For Immediate Release
April 6, 2012
Corporate sponsors quit ALEC; Maine's Majority urges Maine Republicans to do the same
Coca-Cola, PepsiCo, Kraft Foods leave conservative group over controversial stands
Portland, ME - To date, 3 major corporate sponsors of the American Legislative Exchange Council (ALEC) have indicated they will not renew their memberships to the controversial conservative organization. Coca-Cola, PepsiCo, and Kraft Foods, Inc. made the announcements in recent days amid mounting criticism over ALEC's backing of "Stand Your Ground" gun laws, which have been implicated in the shooting death of Florida teen Trayvon Martin.
Maine's Majority is now urging several prominent Maine Republicans to terminate their ALEC memberships as well. These known ALEC members include:
- Rep. Andre Cushing (R-Hampden)
- Rep. James M. Hamper (R-Oxford)

**Exercise set:**
A. Duplicate the portion of the ALEC press release that opens with the words containing "Maine's Majority is" and closes with "M. Hamper (R-Oxford)".
B. Pick up the ALEC press release after its last line and keep writing it.
The listing has no connection to the ALEC press release.

**Outline listing:**
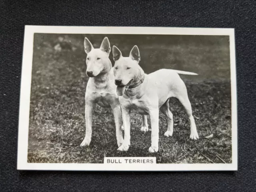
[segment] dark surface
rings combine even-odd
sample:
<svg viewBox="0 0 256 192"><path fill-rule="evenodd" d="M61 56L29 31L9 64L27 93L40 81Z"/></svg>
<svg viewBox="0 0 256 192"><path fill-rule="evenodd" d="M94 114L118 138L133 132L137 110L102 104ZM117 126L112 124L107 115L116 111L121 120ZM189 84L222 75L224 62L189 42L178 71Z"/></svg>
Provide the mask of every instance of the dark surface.
<svg viewBox="0 0 256 192"><path fill-rule="evenodd" d="M0 2L0 190L255 191L254 1L82 2ZM172 173L17 171L19 92L25 24L234 28L238 171Z"/></svg>

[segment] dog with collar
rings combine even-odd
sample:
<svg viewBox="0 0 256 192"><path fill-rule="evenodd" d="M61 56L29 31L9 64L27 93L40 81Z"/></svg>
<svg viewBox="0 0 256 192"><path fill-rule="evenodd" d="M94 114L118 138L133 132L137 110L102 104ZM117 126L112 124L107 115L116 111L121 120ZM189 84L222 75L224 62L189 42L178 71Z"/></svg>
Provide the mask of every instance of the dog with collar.
<svg viewBox="0 0 256 192"><path fill-rule="evenodd" d="M173 132L172 114L169 108L169 100L172 97L179 100L188 116L190 138L199 138L186 88L178 74L197 74L170 69L161 69L145 74L138 64L140 57L136 46L133 47L128 57L123 57L121 51L114 46L113 55L115 83L117 86L116 92L120 96L119 103L124 127L124 142L118 150L127 151L130 146L130 111L134 109L142 115L150 115L152 131L149 151L158 151L159 110L168 119L168 127L164 136L172 136Z"/></svg>
<svg viewBox="0 0 256 192"><path fill-rule="evenodd" d="M85 136L80 146L88 146L92 137L92 122L94 108L96 104L101 107L111 107L113 110L116 129L117 144L120 147L123 141L122 131L122 114L114 84L112 64L109 59L111 51L107 37L103 39L100 48L94 48L85 38L84 50L87 56L86 74L89 77L85 93ZM141 130L148 130L146 115L142 116Z"/></svg>

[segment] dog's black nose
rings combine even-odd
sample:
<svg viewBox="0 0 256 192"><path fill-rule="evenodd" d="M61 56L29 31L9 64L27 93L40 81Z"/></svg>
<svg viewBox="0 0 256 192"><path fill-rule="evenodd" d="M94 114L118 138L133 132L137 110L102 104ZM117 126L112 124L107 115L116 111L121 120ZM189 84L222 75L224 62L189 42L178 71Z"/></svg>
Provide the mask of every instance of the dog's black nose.
<svg viewBox="0 0 256 192"><path fill-rule="evenodd" d="M86 72L87 75L89 77L93 77L93 74L92 74L92 71L89 71Z"/></svg>
<svg viewBox="0 0 256 192"><path fill-rule="evenodd" d="M122 80L120 80L120 79L117 79L115 81L116 85L119 85L122 84Z"/></svg>

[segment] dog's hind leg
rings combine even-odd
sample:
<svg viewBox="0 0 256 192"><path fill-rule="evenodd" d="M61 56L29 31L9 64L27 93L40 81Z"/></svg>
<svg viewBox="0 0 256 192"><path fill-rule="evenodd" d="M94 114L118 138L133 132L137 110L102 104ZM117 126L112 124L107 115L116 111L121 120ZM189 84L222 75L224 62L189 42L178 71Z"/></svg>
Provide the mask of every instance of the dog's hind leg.
<svg viewBox="0 0 256 192"><path fill-rule="evenodd" d="M169 136L172 136L173 133L173 119L172 114L169 108L169 100L168 99L160 108L160 110L167 117L168 122L168 128L167 130L164 133L164 136L168 137Z"/></svg>
<svg viewBox="0 0 256 192"><path fill-rule="evenodd" d="M142 132L145 133L148 131L148 119L147 119L147 115L142 115L142 124L141 129L140 130Z"/></svg>
<svg viewBox="0 0 256 192"><path fill-rule="evenodd" d="M185 86L185 85L184 85L184 86ZM182 89L182 91L180 93L181 94L178 95L177 98L184 106L187 114L188 116L189 122L190 124L190 138L191 139L196 140L197 139L199 139L199 137L196 131L196 126L195 123L195 120L192 115L191 104L188 99L186 88Z"/></svg>

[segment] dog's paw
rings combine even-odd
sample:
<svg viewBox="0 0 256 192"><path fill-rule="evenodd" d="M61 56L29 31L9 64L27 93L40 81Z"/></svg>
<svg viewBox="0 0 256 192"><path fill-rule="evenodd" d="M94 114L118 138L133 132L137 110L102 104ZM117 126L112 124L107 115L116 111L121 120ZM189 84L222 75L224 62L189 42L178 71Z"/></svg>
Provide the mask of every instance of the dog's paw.
<svg viewBox="0 0 256 192"><path fill-rule="evenodd" d="M169 136L172 136L172 133L173 133L173 131L167 131L164 133L164 136L167 137L169 137Z"/></svg>
<svg viewBox="0 0 256 192"><path fill-rule="evenodd" d="M124 142L123 140L121 141L118 141L117 146L118 146L118 147L119 147L120 146L122 145L122 144L123 144L123 142Z"/></svg>
<svg viewBox="0 0 256 192"><path fill-rule="evenodd" d="M148 127L146 127L146 126L143 126L141 127L140 131L142 132L146 133L147 132L148 132Z"/></svg>
<svg viewBox="0 0 256 192"><path fill-rule="evenodd" d="M155 153L156 152L157 152L158 151L158 147L152 147L151 146L148 149L148 151L149 151L150 153Z"/></svg>
<svg viewBox="0 0 256 192"><path fill-rule="evenodd" d="M118 149L117 149L117 150L121 151L127 151L128 149L129 149L128 145L122 144L118 148Z"/></svg>
<svg viewBox="0 0 256 192"><path fill-rule="evenodd" d="M84 140L80 144L80 146L81 147L84 147L84 146L88 146L90 145L90 143L91 142L91 139L88 139L87 138L84 138Z"/></svg>
<svg viewBox="0 0 256 192"><path fill-rule="evenodd" d="M196 140L197 139L199 138L198 134L197 134L197 132L196 131L192 132L191 133L190 133L190 136L189 136L189 138L190 139L194 140Z"/></svg>

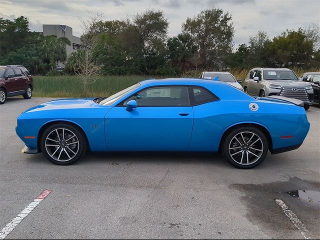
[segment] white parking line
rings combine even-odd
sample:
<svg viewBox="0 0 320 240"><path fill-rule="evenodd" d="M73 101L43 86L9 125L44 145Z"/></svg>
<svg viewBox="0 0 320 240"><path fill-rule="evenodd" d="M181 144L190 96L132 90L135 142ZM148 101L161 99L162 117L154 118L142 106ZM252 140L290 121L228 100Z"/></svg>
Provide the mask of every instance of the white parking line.
<svg viewBox="0 0 320 240"><path fill-rule="evenodd" d="M51 190L44 190L28 206L22 210L16 217L4 228L0 232L0 240L4 239L52 192Z"/></svg>
<svg viewBox="0 0 320 240"><path fill-rule="evenodd" d="M276 204L281 208L286 216L288 216L292 224L298 228L301 234L304 239L312 239L311 238L307 236L308 230L306 229L304 224L300 220L296 215L292 212L286 204L280 199L276 199Z"/></svg>
<svg viewBox="0 0 320 240"><path fill-rule="evenodd" d="M312 109L310 109L309 110L312 111L312 112L320 112L319 111L316 111L316 110L312 110Z"/></svg>

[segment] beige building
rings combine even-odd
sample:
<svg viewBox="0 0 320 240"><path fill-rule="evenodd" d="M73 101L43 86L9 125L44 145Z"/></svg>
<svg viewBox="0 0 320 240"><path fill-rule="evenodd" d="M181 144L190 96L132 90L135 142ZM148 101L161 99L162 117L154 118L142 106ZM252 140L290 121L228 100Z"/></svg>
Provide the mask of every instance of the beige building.
<svg viewBox="0 0 320 240"><path fill-rule="evenodd" d="M72 28L66 25L44 24L42 34L44 36L56 35L58 38L64 37L68 38L71 45L66 45L66 55L69 56L72 52L76 50L81 44L80 38L72 35ZM60 66L64 66L59 64Z"/></svg>

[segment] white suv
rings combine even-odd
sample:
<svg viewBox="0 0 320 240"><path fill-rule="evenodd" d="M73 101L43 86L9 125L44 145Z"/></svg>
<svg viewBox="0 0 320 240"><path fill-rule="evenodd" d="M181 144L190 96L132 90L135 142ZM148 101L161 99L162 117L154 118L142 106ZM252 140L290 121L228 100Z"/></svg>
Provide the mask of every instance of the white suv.
<svg viewBox="0 0 320 240"><path fill-rule="evenodd" d="M242 92L244 91L244 88L239 84L241 80L237 81L234 76L228 72L204 72L201 74L200 78L224 82Z"/></svg>
<svg viewBox="0 0 320 240"><path fill-rule="evenodd" d="M278 95L301 100L308 110L314 103L314 90L310 82L299 80L288 68L252 69L244 84L244 92L262 97Z"/></svg>

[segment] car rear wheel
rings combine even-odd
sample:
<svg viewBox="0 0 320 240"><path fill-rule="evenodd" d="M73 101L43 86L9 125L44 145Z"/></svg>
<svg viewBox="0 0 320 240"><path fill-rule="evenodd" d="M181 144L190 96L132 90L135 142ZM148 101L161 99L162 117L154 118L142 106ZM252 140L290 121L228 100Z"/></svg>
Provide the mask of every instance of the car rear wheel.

**Outputs by task:**
A.
Maine's Majority is now urging several prominent Maine Republicans to terminate their ALEC memberships as well. These known ALEC members include:
- Rep. Andre Cushing (R-Hampden)
- Rep. James M. Hamper (R-Oxford)

B.
- Rep. R. Ryan Harmon (R-Palermo)
- Sen. Brian D. Langley (R-Ellsworth)
- Sen. Debra Plowman (R-Hampden)
- Sen. Christopher W. Rector (R-Thomaston)
- Sen. Richard Rosen (R-Bucksport)
- Sen. Mike Thibodeau (R-Winterport)
A recent Maine's Majority Education Fund report detailed the full effect of ALEC - which allows large corporations to write big-business friendly bills and helps legislators advance this legislation on the state level - on Maine's political system. At least 20 bills introduced in the current legislature are directly traceable to ALEC, including 3 that were intended to allow greater freedom to carry concealed weapons:
- LD 446 “An Act to Allow Law Enforcement Ofﬁcers from Out of State to Carry Concealed Firearms”
- LD 658 “An Act to Modify the Requirement of a Permit to Carry a Concealed Weapon”
- LD 1176 “An Act to Enhance Reciprocity Agreements regarding Permits to Carry Concealed Firearms”
Laws like these have been widely criticized for promoting the sort of "vigilante justice" mindset that contributed to Martin's death.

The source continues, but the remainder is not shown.